Records provided:
- - - -

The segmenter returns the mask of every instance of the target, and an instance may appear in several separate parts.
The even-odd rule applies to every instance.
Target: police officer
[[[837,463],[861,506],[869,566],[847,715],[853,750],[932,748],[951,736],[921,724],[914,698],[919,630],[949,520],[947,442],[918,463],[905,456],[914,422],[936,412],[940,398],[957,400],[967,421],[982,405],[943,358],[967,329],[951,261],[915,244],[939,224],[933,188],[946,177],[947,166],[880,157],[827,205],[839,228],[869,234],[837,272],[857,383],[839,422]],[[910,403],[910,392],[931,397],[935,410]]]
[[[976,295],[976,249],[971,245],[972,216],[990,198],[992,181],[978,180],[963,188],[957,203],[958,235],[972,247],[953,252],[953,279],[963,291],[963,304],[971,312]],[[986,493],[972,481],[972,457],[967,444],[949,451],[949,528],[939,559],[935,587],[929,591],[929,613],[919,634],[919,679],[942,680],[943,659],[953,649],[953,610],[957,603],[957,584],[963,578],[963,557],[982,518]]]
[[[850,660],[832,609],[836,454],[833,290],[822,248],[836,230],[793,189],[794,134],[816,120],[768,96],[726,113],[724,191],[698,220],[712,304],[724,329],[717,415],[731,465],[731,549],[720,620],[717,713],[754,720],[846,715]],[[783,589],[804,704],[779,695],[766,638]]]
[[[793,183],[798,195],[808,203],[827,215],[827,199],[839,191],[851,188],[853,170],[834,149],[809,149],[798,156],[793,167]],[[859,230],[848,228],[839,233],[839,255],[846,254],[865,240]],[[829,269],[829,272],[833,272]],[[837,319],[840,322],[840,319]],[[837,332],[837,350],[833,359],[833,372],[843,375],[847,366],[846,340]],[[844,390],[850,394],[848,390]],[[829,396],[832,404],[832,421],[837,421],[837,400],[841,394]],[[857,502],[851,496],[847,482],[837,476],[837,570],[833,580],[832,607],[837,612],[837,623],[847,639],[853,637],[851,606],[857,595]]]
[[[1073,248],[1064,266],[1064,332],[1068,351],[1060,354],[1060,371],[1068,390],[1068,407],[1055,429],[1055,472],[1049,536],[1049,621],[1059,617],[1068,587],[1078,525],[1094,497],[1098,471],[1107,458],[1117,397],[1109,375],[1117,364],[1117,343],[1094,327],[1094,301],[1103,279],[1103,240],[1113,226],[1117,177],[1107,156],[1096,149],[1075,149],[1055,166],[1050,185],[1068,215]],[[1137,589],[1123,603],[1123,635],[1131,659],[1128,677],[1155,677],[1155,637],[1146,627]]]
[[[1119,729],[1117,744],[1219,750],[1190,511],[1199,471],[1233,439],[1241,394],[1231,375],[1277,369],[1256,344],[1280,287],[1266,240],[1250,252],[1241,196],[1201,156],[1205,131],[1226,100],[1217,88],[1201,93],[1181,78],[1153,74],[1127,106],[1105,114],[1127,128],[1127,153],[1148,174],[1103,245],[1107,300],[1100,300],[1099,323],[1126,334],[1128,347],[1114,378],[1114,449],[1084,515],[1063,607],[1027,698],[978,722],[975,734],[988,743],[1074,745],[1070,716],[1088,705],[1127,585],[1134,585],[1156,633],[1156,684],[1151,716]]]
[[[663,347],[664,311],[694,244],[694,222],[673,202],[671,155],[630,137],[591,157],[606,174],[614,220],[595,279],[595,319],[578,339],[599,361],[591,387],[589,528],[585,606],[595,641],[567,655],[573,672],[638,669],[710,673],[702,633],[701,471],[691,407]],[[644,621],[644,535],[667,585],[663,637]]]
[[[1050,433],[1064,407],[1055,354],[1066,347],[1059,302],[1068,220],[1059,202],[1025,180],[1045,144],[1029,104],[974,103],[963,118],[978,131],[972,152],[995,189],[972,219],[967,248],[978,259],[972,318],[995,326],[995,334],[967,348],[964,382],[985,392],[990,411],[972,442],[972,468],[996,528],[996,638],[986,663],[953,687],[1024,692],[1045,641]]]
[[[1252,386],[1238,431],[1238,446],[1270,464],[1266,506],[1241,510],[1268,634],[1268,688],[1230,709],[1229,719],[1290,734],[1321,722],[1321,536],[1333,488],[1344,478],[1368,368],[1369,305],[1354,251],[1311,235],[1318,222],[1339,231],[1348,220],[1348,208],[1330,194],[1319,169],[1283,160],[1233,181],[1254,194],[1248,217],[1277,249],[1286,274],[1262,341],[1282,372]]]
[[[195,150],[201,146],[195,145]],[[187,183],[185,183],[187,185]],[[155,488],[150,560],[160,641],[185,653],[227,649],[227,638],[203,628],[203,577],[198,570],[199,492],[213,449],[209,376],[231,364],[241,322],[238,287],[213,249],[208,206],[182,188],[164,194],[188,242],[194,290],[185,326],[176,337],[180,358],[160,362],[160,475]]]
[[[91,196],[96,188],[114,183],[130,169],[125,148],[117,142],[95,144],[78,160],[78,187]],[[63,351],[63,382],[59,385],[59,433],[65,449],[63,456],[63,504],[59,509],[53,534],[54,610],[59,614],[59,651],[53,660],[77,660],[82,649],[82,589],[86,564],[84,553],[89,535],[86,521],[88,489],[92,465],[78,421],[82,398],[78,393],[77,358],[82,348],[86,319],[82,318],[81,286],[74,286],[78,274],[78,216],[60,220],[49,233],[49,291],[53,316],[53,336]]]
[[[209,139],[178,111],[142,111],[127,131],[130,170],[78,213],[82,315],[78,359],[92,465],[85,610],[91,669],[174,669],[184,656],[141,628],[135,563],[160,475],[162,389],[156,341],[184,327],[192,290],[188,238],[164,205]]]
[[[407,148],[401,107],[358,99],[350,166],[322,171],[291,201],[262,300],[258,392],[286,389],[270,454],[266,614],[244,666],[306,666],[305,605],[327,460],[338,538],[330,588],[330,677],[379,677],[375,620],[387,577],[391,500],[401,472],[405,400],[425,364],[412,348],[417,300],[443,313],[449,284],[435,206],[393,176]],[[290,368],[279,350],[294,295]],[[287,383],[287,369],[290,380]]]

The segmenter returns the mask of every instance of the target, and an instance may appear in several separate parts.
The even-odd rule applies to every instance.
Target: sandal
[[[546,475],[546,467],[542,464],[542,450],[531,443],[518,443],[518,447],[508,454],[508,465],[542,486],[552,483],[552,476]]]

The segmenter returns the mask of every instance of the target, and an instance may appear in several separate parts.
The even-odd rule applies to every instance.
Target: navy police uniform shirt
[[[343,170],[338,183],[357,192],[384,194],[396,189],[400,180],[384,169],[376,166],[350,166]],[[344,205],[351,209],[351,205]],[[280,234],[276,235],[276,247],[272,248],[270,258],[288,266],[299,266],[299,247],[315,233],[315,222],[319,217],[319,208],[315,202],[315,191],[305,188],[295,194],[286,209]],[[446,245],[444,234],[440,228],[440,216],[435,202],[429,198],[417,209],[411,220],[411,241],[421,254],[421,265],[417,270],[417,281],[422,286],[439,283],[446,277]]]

- - - -

Render every line of the rows above as a JSON array of strings, one string per line, with blank lines omitted.

Solution below:
[
  "The segmenter returns the mask of every instance of the target, and an instance may appear in several separate parts.",
  "The even-odd rule applies to every instance.",
  "Target: police officer",
  "[[[837,463],[861,506],[869,566],[847,715],[853,750],[932,748],[951,736],[921,724],[914,698],[919,630],[949,520],[947,442],[918,463],[905,456],[914,422],[936,412],[940,398],[957,400],[967,421],[982,405],[943,358],[967,329],[951,261],[915,244],[939,224],[933,188],[946,177],[947,166],[880,157],[827,205],[839,228],[869,234],[837,272],[857,383],[839,422]],[[910,403],[910,392],[931,397],[935,410]]]",
  "[[[976,295],[976,249],[971,245],[972,216],[990,198],[992,181],[978,180],[963,188],[957,203],[958,235],[972,247],[953,252],[953,279],[963,291],[963,304],[971,312]],[[986,493],[972,481],[972,457],[967,444],[949,451],[949,528],[939,559],[935,587],[929,591],[929,613],[919,634],[919,679],[942,680],[943,659],[953,649],[953,610],[957,603],[957,584],[963,578],[963,557],[982,518]]]",
  "[[[850,660],[832,609],[836,454],[833,290],[822,248],[836,230],[793,189],[794,134],[816,120],[768,96],[726,113],[724,191],[698,220],[712,304],[724,329],[717,415],[731,465],[731,549],[720,620],[717,713],[754,720],[846,715]],[[783,589],[804,704],[779,695],[766,638]]]",
  "[[[793,183],[798,195],[808,203],[827,215],[827,199],[839,191],[851,188],[853,170],[834,149],[809,149],[798,156],[793,167]],[[859,230],[848,228],[839,233],[839,255],[846,254],[865,240]],[[829,269],[829,272],[833,272]],[[837,319],[840,322],[840,319]],[[837,332],[837,350],[833,359],[833,372],[843,375],[847,366],[846,340]],[[844,390],[850,394],[848,390]],[[829,396],[832,404],[832,421],[837,421],[837,400],[841,394]],[[857,502],[851,496],[847,482],[837,476],[837,570],[833,580],[832,607],[837,612],[837,623],[847,639],[853,637],[851,606],[857,595]]]",
  "[[[1073,248],[1064,266],[1064,332],[1068,351],[1060,354],[1060,371],[1068,390],[1068,407],[1055,429],[1055,472],[1049,536],[1049,621],[1059,617],[1068,587],[1078,525],[1094,497],[1098,471],[1107,458],[1117,397],[1109,375],[1117,364],[1117,343],[1094,327],[1094,301],[1103,279],[1103,240],[1113,226],[1117,177],[1107,156],[1096,149],[1075,149],[1055,166],[1050,185],[1068,215]],[[1137,589],[1123,603],[1123,635],[1131,659],[1128,677],[1155,677],[1155,637],[1146,627]]]",
  "[[[1119,729],[1117,744],[1219,750],[1190,511],[1199,471],[1233,439],[1241,394],[1231,375],[1277,369],[1256,344],[1280,287],[1266,240],[1250,252],[1241,196],[1201,156],[1205,131],[1226,100],[1217,88],[1201,93],[1181,78],[1153,74],[1127,106],[1105,114],[1127,128],[1127,153],[1148,174],[1103,245],[1107,300],[1100,300],[1099,323],[1126,334],[1128,347],[1114,378],[1114,449],[1084,515],[1063,607],[1027,698],[978,722],[975,734],[988,743],[1074,745],[1070,716],[1088,705],[1127,585],[1134,585],[1156,633],[1156,684],[1151,716]]]",
  "[[[663,347],[664,311],[694,244],[694,222],[673,202],[671,155],[630,137],[591,157],[606,174],[614,220],[595,279],[595,319],[578,339],[599,361],[591,387],[589,528],[585,606],[595,641],[567,655],[573,672],[638,669],[710,673],[702,633],[701,471],[691,407]],[[644,621],[644,535],[667,585],[663,637]]]",
  "[[[1050,433],[1064,407],[1055,354],[1066,347],[1059,302],[1068,220],[1059,202],[1025,180],[1045,144],[1029,104],[974,103],[963,118],[978,131],[972,152],[995,189],[972,219],[967,248],[978,259],[972,318],[995,326],[995,334],[967,348],[964,382],[985,392],[990,411],[972,442],[972,468],[996,528],[996,638],[986,663],[953,687],[1024,692],[1045,641]]]",
  "[[[1252,386],[1238,431],[1238,446],[1270,464],[1266,506],[1241,510],[1268,634],[1268,688],[1230,709],[1229,719],[1290,734],[1321,722],[1321,536],[1333,488],[1344,478],[1368,368],[1369,305],[1354,251],[1311,235],[1318,222],[1339,231],[1348,220],[1348,208],[1330,194],[1319,169],[1283,160],[1233,181],[1254,194],[1248,217],[1277,249],[1286,274],[1262,341],[1282,372]]]",
  "[[[195,150],[201,146],[195,145]],[[187,183],[185,183],[187,185]],[[155,488],[150,560],[160,641],[185,653],[227,649],[227,638],[203,628],[203,577],[198,570],[199,492],[213,449],[209,376],[231,364],[241,322],[238,287],[213,249],[208,206],[182,188],[164,194],[188,242],[194,290],[185,326],[176,337],[180,358],[160,362],[160,475]]]",
  "[[[91,196],[96,188],[114,183],[130,169],[125,148],[117,142],[95,144],[78,160],[78,187]],[[63,351],[63,382],[59,385],[59,433],[65,449],[63,456],[63,504],[59,509],[53,534],[54,610],[59,614],[59,651],[53,660],[77,660],[82,649],[82,589],[86,564],[84,553],[89,535],[86,521],[88,489],[92,465],[78,421],[82,398],[78,393],[77,358],[82,348],[86,319],[82,318],[81,286],[74,286],[78,274],[78,216],[60,220],[49,233],[49,291],[53,316],[53,336]]]",
  "[[[209,139],[178,111],[142,111],[127,131],[130,170],[78,213],[82,315],[78,359],[92,465],[85,610],[91,669],[174,669],[184,656],[141,628],[135,563],[160,475],[162,389],[156,341],[184,327],[192,290],[188,238],[164,205]]]",
  "[[[407,148],[401,107],[358,99],[350,166],[322,171],[291,201],[262,300],[258,392],[286,389],[270,454],[266,614],[244,666],[306,666],[305,605],[327,460],[338,538],[330,588],[330,677],[379,677],[375,620],[387,577],[391,500],[401,472],[405,400],[425,364],[412,348],[417,300],[443,313],[449,284],[435,206],[393,176]],[[290,368],[279,350],[294,295]],[[287,383],[287,369],[290,380]]]",
  "The segmenter returns the mask of every instance of the target, and an instance may appear in several separate parts.",
  "The even-odd rule applies to every instance.",
  "Target: sandal",
  "[[[546,475],[546,467],[542,464],[542,450],[531,443],[518,443],[518,447],[508,454],[508,465],[542,486],[552,483],[552,476]]]",
  "The segmenter returns the mask of every instance of the target, and an instance may appear in several separate parts.",
  "The even-odd rule applies to every instance.",
  "Target: navy police uniform shirt",
  "[[[343,170],[338,183],[357,192],[384,194],[396,189],[400,180],[384,169],[376,166],[350,166]],[[344,205],[351,209],[351,205]],[[280,234],[276,235],[276,247],[272,248],[270,258],[288,266],[299,266],[299,247],[315,233],[315,222],[319,217],[319,208],[315,202],[315,191],[305,188],[295,194],[286,209]],[[446,245],[444,234],[440,228],[440,216],[435,202],[429,198],[417,209],[411,220],[411,241],[421,254],[421,265],[417,270],[417,281],[422,286],[439,283],[446,277]]]"
]